* **WORK ORDER 1**
Set down everything in the energy storage article from "Deutsche Bank estimates" down to "of storage plunges.", without changing a word.
* **WORK ORDER 2**
In the energy storage article, about how much new large-scale power plant capacity will no longer be needed?

* **PROVIDED PASSAGE**
----
Energy storage has reached a tipping point, so much so that around 320GW of new large scale power plants that might have been planned in the 10 years to 2023 will now no longer be needed.
According to a new report from Deutsche Bank, the growth of distributed energy – locally provided renewables such as rooftop solar and battery storage – will soon outstrip new centralised generation capacity additions across the world.
In fact, it could happen as early as 2018, marking a fundamental shift in the nature of the world’s energy systems, recognising that the old centralised model will be quickly replaced by a system based around localised energy production and storage.
Deutsche Bank estimates that the market for stationary energy storage – used in electricity grids – will rise six fold in the next five years, from 1GW and $4 billion, or 40GW or $25 billion by 2022. Note the big fall in spending per GW as the price of storage plunges.
“This increased penetration of distributed generation should drive the need for intelligent distribution networks comprised of nanogrids, microgrids and virtual power plants (VPPs),” the Deutsche analysts write.
----
* **GIVEN RECORDS**
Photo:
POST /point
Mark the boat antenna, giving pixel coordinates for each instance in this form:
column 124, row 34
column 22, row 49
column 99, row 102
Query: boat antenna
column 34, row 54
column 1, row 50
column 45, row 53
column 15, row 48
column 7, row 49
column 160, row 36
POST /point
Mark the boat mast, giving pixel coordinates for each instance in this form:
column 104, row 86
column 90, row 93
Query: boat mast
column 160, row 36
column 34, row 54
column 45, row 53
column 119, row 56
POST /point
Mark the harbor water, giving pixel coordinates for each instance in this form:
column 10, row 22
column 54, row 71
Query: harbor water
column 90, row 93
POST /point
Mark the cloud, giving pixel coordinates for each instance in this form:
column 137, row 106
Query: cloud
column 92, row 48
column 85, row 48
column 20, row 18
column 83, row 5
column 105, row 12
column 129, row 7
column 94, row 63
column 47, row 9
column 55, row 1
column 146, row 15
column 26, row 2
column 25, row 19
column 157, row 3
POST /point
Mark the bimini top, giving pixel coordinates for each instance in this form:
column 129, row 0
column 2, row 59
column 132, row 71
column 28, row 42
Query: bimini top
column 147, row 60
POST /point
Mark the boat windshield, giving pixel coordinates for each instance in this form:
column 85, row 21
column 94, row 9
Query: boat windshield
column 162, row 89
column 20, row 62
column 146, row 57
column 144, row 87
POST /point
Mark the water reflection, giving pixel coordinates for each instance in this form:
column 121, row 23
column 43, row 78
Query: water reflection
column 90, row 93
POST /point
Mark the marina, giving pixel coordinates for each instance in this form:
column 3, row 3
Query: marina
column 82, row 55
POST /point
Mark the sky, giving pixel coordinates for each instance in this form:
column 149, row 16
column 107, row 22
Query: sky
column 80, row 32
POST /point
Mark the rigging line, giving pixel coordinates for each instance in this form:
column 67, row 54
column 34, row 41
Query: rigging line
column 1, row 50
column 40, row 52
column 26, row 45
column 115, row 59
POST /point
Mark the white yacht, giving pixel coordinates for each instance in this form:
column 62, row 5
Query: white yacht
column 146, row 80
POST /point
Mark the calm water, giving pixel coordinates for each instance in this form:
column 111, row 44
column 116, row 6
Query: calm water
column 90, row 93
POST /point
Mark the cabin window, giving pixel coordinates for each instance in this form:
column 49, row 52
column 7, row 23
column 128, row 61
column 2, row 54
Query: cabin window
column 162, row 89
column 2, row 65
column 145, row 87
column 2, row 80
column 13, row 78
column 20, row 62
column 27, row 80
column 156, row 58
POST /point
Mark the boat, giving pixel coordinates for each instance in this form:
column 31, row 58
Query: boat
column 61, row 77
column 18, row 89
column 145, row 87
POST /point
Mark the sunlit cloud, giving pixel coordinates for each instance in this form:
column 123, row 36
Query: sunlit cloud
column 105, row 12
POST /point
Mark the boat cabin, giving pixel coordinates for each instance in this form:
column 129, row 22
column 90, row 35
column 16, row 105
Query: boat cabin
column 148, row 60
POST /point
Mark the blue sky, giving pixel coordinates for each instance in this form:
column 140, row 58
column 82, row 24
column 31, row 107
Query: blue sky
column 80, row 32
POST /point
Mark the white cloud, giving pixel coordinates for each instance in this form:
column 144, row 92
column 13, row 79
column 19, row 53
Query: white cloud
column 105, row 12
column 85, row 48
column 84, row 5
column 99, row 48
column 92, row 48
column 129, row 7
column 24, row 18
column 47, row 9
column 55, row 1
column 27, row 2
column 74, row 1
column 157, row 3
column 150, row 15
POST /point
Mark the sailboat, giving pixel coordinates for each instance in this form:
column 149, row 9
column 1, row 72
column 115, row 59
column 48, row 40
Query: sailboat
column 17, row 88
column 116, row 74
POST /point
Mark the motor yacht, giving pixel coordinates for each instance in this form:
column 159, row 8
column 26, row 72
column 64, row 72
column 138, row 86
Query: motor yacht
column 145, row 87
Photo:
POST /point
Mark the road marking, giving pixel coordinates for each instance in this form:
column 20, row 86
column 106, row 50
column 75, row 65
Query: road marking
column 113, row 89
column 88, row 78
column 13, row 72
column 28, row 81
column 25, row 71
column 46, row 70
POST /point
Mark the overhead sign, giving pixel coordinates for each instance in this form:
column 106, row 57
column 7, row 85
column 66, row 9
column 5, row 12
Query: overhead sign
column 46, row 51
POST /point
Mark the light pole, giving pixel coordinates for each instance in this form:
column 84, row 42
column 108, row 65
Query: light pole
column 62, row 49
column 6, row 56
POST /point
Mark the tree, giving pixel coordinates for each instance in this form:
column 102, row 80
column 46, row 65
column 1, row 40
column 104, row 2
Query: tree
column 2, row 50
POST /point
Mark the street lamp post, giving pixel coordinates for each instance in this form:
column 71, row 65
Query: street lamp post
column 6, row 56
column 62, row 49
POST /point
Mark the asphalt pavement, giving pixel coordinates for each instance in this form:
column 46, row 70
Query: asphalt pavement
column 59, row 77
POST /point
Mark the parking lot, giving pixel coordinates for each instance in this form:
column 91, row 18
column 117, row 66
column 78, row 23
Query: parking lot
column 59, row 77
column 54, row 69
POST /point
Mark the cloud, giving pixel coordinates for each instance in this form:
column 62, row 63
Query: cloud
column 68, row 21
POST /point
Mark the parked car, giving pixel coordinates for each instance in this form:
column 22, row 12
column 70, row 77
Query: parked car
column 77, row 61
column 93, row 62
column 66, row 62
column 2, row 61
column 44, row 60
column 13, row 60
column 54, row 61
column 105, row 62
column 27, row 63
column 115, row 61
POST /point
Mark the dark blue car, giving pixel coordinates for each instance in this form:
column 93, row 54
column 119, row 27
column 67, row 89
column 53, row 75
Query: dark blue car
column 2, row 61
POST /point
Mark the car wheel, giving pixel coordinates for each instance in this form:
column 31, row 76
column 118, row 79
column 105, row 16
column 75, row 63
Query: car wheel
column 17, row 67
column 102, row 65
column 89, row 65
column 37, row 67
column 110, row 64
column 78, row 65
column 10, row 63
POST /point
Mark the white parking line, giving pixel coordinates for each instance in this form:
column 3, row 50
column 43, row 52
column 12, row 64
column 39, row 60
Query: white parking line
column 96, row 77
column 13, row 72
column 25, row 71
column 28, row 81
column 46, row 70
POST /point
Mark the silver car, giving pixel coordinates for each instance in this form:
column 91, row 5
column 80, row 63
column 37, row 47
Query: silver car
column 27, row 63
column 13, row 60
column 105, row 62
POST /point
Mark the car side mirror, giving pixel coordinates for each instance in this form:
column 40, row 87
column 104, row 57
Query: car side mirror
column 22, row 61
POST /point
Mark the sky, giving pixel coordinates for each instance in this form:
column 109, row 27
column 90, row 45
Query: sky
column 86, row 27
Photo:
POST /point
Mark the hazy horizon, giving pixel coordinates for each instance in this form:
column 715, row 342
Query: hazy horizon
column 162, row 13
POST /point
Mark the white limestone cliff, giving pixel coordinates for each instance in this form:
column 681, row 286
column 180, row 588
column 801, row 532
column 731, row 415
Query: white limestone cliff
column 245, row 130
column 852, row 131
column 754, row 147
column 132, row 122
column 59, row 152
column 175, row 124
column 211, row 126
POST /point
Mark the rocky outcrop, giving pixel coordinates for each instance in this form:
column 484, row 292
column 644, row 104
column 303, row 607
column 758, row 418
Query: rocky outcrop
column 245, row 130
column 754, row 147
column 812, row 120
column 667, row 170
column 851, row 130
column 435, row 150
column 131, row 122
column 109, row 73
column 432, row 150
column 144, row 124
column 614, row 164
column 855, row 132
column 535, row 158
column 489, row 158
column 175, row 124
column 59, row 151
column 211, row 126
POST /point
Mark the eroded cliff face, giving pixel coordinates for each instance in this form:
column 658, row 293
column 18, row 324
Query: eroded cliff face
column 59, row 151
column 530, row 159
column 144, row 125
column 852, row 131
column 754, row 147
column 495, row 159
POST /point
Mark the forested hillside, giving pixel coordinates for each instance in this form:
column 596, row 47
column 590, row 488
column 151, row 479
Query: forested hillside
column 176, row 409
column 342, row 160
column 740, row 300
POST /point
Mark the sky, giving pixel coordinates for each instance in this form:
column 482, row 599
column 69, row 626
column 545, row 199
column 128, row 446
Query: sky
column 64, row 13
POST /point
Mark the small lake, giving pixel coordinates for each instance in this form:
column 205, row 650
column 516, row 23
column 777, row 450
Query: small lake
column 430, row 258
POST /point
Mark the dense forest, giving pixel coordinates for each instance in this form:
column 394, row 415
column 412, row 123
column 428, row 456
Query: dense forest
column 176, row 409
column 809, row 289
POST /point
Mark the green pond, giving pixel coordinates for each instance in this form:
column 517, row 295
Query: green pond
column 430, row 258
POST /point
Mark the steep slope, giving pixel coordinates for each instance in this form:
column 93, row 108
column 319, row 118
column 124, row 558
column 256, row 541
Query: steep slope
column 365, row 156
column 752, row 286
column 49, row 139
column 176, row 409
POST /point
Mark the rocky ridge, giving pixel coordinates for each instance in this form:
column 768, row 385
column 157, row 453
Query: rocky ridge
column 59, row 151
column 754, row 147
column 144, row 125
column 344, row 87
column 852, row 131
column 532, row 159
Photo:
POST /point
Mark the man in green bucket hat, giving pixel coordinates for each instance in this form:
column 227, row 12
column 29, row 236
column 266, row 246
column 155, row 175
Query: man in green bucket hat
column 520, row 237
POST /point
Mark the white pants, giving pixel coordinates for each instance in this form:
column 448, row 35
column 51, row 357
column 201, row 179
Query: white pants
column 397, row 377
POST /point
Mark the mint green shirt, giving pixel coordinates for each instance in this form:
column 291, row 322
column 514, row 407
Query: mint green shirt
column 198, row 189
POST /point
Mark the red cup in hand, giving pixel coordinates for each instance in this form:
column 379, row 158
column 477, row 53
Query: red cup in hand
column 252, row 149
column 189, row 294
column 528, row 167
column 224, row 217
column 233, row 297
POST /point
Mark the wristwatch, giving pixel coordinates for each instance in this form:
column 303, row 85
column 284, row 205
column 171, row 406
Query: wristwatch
----
* **ANSWER AREA 1**
Deutsche Bank estimates that the market for stationary energy storage – used in electricity grids – will rise six fold in the next five years, from 1GW and $4 billion, or 40GW or $25 billion by 2022. Note the big fall in spending per GW as the price of storage plunges.

* **ANSWER AREA 2**
Around 320GW of new large-scale power plants that might have been planned in the 10 years to 2023 will no longer be needed.